### CONSIGNE A
Le passage ci-dessous porte sur la chanson de Marguerite. Relevez tous les grands seigneurs qui y sont nommés parmi ceux qui applaudissaient les vers de Ronsard.

### PASSAGE CHOISI
§

Et c'etait, du poete au capitaine, a qui mieux mieux chanterait la dame
souveraine. Aux vers de Ronsard applaudissaient tous les beaux esprits
et tous les grands seigneurs de son temps: le cardinal de Lorraine, le
duc d'Enghien, le seigneur de Carnavalet, Guy de Chabot, seigneur de
Jarnac. Pendant vingt ans, sur la guitare et sur le luth, les jeunes
gens, les pages, les demoiselles, le marchand dans sa boutique et le
magistrat dans sa maison ont chante la chanson de Marguerite:
En mon coeur n'est point ecrite
La rose, ny autre fleur,
C'est toi, belle Margarite,
Par qui j'ai cette couleur.
N'es-tu pas celle dont les yeus
Ont surpris
Par un regard gracieus
Mes esprits?

§

### DONNÉES ENREGISTRÉES
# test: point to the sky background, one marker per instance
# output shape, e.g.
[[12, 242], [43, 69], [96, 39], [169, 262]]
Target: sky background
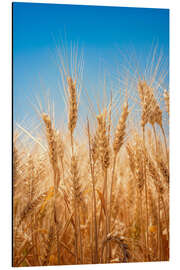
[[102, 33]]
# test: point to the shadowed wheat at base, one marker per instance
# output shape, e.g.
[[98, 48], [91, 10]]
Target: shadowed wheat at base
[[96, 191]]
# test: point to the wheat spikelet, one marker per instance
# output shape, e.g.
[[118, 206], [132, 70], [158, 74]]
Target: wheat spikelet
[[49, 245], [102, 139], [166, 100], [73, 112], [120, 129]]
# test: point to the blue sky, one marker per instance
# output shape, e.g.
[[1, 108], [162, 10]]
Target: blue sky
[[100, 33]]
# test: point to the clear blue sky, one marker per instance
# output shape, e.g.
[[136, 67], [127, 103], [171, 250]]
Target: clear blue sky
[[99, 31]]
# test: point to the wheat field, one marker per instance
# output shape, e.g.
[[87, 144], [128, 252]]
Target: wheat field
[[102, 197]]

§

### CONSIGNE B
Dans les entrées, reprenez tout ce qui va de la ligne contenant "# test: point to the wheat field, one" jusqu'à la fin des entrées. Remplacez "wheat field" par "barley field" sans rien modifier d'autre.

### RÉSULTAT A
- le cardinal de Lorraine
- le duc d'Enghien
- le seigneur de Carnavalet
- Guy de Chabot, seigneur de Jarnac

### RÉSULTAT B
# test: point to the barley field, one marker per instance
# output shape, e.g.
[[87, 144], [128, 252]]
Target: barley field
[[102, 197]]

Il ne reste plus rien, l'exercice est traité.